** START OF Extracted data **
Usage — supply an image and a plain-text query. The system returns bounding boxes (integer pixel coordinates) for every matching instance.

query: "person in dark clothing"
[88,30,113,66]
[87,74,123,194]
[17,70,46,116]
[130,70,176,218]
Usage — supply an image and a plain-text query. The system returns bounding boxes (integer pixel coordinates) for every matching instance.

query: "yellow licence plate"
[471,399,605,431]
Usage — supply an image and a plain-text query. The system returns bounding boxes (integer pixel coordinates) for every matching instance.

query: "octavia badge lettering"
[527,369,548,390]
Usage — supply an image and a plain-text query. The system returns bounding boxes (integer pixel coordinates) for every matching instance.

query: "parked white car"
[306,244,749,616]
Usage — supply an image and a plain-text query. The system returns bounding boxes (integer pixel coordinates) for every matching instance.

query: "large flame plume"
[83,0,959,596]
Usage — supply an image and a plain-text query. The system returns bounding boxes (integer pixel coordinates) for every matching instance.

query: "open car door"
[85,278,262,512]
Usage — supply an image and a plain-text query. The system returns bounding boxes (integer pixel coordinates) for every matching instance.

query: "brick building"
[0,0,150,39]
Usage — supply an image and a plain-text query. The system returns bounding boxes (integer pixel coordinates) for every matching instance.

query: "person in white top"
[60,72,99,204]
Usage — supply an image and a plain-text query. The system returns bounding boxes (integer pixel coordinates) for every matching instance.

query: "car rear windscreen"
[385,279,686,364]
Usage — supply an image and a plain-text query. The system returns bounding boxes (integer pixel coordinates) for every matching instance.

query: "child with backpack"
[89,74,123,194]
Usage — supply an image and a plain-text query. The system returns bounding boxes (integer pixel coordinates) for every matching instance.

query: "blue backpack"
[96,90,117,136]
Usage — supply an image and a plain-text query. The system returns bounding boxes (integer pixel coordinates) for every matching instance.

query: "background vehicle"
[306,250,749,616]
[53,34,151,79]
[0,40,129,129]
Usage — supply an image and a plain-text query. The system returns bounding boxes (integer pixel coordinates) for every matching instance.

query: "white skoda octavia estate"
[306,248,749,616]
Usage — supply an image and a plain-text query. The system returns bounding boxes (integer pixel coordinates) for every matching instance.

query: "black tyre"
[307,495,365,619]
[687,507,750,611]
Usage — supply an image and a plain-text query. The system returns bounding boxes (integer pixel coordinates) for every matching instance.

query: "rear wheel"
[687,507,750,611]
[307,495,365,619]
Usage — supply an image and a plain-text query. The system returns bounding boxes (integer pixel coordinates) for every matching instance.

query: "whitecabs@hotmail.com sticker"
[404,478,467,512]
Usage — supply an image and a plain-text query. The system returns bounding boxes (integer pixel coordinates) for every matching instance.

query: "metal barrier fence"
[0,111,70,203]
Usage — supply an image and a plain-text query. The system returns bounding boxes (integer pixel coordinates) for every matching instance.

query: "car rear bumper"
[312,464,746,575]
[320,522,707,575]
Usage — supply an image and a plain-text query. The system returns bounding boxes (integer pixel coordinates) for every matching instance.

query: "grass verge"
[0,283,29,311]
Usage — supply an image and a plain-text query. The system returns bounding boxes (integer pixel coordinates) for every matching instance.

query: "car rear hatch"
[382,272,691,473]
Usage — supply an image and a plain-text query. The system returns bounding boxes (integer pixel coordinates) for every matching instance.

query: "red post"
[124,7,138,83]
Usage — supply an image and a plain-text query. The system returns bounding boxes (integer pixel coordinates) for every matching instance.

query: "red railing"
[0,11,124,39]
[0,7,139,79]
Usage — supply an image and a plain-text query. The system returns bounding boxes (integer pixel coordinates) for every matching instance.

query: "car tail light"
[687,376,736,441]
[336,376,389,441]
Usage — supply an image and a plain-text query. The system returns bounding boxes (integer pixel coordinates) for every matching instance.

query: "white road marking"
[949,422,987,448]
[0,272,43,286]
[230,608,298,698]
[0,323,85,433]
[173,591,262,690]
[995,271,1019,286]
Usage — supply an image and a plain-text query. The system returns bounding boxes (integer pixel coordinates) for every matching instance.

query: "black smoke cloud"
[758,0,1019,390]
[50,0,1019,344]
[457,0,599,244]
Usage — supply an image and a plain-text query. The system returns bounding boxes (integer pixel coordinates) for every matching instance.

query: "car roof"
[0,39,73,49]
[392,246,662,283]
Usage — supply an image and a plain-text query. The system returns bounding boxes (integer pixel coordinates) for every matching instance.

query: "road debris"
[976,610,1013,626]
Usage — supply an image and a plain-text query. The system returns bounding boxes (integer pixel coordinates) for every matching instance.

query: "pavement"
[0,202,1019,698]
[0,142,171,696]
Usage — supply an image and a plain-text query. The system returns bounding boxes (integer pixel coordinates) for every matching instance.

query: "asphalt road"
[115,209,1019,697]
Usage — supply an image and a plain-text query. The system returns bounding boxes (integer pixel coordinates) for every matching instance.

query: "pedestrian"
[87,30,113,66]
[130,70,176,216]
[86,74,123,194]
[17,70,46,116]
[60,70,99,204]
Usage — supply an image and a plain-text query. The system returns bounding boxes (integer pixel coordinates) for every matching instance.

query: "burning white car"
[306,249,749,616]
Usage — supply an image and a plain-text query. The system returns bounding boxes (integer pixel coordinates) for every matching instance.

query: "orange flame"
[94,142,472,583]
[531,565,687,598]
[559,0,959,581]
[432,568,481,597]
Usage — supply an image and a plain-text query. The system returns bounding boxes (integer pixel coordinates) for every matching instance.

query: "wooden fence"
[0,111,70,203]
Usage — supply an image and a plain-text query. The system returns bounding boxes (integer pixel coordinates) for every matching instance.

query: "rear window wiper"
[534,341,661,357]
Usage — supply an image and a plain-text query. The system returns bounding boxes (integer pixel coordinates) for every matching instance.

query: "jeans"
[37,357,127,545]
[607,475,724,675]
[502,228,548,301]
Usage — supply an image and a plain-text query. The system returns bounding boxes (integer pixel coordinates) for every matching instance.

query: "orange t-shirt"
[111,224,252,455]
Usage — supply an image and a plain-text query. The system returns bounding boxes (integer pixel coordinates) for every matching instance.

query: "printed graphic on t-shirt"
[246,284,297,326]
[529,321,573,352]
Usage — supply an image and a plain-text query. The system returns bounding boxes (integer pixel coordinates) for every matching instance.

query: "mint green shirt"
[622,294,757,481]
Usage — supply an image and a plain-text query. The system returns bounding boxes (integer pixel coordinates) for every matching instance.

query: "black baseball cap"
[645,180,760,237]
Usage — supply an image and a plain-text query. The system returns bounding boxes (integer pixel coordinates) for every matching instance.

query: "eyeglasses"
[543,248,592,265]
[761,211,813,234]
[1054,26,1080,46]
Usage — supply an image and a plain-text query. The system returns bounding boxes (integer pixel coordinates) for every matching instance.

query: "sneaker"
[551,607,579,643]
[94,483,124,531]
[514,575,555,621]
** END OF Extracted data **
What to work on — Rewrite the rows above, changing every "plain-text query" to "short text description" and leaving everything else untouched.

Full response —
Usage — supply an image and a short text description. The system returns bounding boxes (integer pixel coordinates) for every matching instance.

query: "person in dark clothing"
[88,30,113,66]
[87,74,123,194]
[17,70,46,116]
[130,70,176,218]
Usage — supply an image and a short text description. The system returns bounding boxes (integer pixel coordinates) for every matching instance.

query: "yellow licence plate"
[471,399,605,431]
Usage — supply an image and a short text description. The system returns bounding boxes (integer pixel coordinates) for every matching instance.

query: "octavia badge lettering"
[527,369,548,390]
Usage — supply an image and a short text description. The system returns bounding boxes (integer pixel coordinates) for every matching instance.

query: "parked white car"
[306,244,749,616]
Usage — supply an image and a short text description. The system returns bounding boxes (integer pixel coordinates) for every matching instance.

query: "large flame plume"
[83,0,959,596]
Usage — supply an image and a short text description. The system returns bounding boxes (integer pixel coordinates) for every matching instance.

query: "open car door"
[85,278,262,512]
Usage — supply an image and a short text description. The system returns bounding boxes (integer pixel coordinates) for every matching instance.

query: "brick building"
[0,0,150,39]
Usage — supply an image and a short text description. The system returns bounding boxes (integer pixel coordinates) for every matching instance.

query: "person in white top"
[60,72,99,204]
Usage — supply an image and a short text description. The system returns bounding boxes (integer pixel coordinates) for every matching instance.

query: "car rear windscreen"
[385,279,686,364]
Usage — supply an image and a short text description. The system returns bounding boxes (integer pixel coordinates) for every matching instance.

query: "child with backpack"
[89,74,123,194]
Usage — supply an image and a short text description. The system returns bounding boxes (integer pixel coordinates) for every matching instance.

query: "blue backpack"
[96,90,117,136]
Usage — supply an image and a short text description. The system returns bounding boxes (integer pixel coordinates) for every matching instance.

query: "background vehicle"
[306,250,749,616]
[53,34,151,79]
[0,40,129,129]
Usage — supply an image and a short text description. The system returns bounding boxes (integer pixel coordinates) for every matching instance.

query: "white skoda octavia estate"
[306,248,749,616]
Usage — supply an image and a short text description. The system returns bounding boxes (integer pixel coordinates) for every matching instance.

query: "black tyre"
[307,495,365,619]
[687,507,750,611]
Usage — supply an image and a short text description. The system returns bounding boxes (integer pixel coordinates) for every matching instance.

query: "rear wheel"
[687,507,750,611]
[307,495,365,619]
Usage — supply an image and a short text description. The system returns bounding boxes (integer pixel coordinates) for every matching instance.

query: "whitecabs@hotmail.com sticker"
[404,478,467,512]
Usage — supply an image and a short text description. The system returns bounding boxes (integer pixel coordinates) for every matching instance.

query: "metal barrier fence"
[0,111,70,203]
Usage — supply an image and a short text description. The system returns bounding boxes (integer pixel coordinates) for every matching instance.

query: "car rear bumper"
[312,464,746,575]
[320,522,707,575]
Usage — supply an image and a short text description. The system returns bounding boxes (integer pixel coordinates) for every matching instance.

query: "grass verge"
[0,283,29,311]
Usage — supply an image and a short text description. The system returns bounding boxes (integer pixel coordinates) for every matching instance.

query: "car rear hatch"
[382,272,691,473]
Usage — supply an image and a short text description. The system returns bounding boxes (integer pixel coordinates) for every matching instance.

query: "red post"
[124,7,138,83]
Usage — supply an image and a short text description. The system returns bounding boxes (integer pixel coordinates) for every matching instance.

query: "red railing"
[0,11,124,39]
[0,7,139,79]
Usage — supply an image and a short text description. The system returns bounding boxes (integer pixel coordinates) for every matching instance.

query: "car tail light"
[687,376,736,441]
[336,376,389,441]
Usage — supply an image and a short text description. The system returns bounding boxes (integer pixel coordinates) for every matching instance.

query: "white road marking"
[949,422,987,448]
[0,272,43,286]
[230,608,298,698]
[0,323,85,433]
[173,591,262,690]
[995,271,1019,286]
Usage — supply an image and a short text description. The system returns bounding boxes (integer pixel coordinates) for every matching instance.

query: "black smoke cloud"
[758,0,1019,390]
[50,0,1019,344]
[457,0,599,244]
Usage — supply an image and a short text description. The system returns bounding boxes (integer pixel coordinates) for every matching instance.

query: "car roof"
[0,39,73,49]
[392,246,662,283]
Usage — supply an image and a short text description. The system returns bounding boxes (integer pixel coordinates) for every matching instance.

query: "road debris"
[976,610,1013,626]
Usage — supply an image and a short text description. The system returns bounding boxes (integer pixel coordinates) for every matching instance.

query: "pavement"
[0,202,1019,698]
[0,142,171,696]
Usage — supply an image and a short text description. The system returns bounding boxes (integer pixel coordinates) for every matching instance.

query: "asphalt road"
[115,209,1019,697]
Usage — supply an image and a short text description. The system returns bounding boxes (integer pixel coordinates) for every matching instance.

query: "pedestrian"
[87,30,113,66]
[130,70,176,216]
[86,74,123,194]
[17,70,46,116]
[60,70,99,204]
Usage — supply an image and a short text description. The system returns bounding boxes (integer pixel coordinates) for every matching instance.

query: "burning white car"
[306,249,749,616]
Usage — supply an image and a short text description. The system returns bounding boxes (integer pixel coordinates) for every matching instance.

query: "orange flame"
[94,142,472,583]
[531,565,687,598]
[559,0,959,581]
[432,568,481,597]
Usage — supply an image and a short text description. The system returns bounding boxes (integer pixel coordinates) for every matching instance.

query: "wooden fence"
[0,111,70,203]
Usage — supply an image and a short text description. The system returns bounding boxes (integer pixel coordinates) for every matching instance.

query: "rear window wiper"
[534,341,661,357]
Usage — supply an image and a short text description. The system returns bounding boxes (integer pixel coordinates) for every matching instance.

query: "jeans"
[37,357,127,545]
[607,475,724,675]
[502,228,548,301]
Usage — supply an image and a short text description. The system returns bounding boxes (integer pixel coordinates) for every matching instance.

query: "orange t-shirt"
[111,224,252,455]
Usage — supply an image and a short text description. The system returns bounding boxes (integer pixel coordinates) for every matching instance.

query: "printed graphic on t-shirt"
[246,284,297,326]
[529,321,573,352]
Usage — supply an image and a short text description. The system returns bounding boxes (integer pixel coordinates) for every matching instance.

query: "mint green shirt"
[622,294,757,481]
Usage — supply an image and a short text description. The system returns bounding boxes (integer pixel coordinates) for every matching instance.

query: "black baseball cap"
[645,180,760,237]
Usage — supply an image and a short text description. The system returns bounding boxes (integer pixel coordinates) for every matching instance.

query: "eyeglasses"
[543,248,592,265]
[761,211,813,234]
[1054,26,1080,46]
Usage — supply an image and a short text description. The system returns bounding boxes (integer pixel coordinates) for every matching instance.

query: "sneaker"
[551,607,579,643]
[94,483,124,531]
[514,575,555,621]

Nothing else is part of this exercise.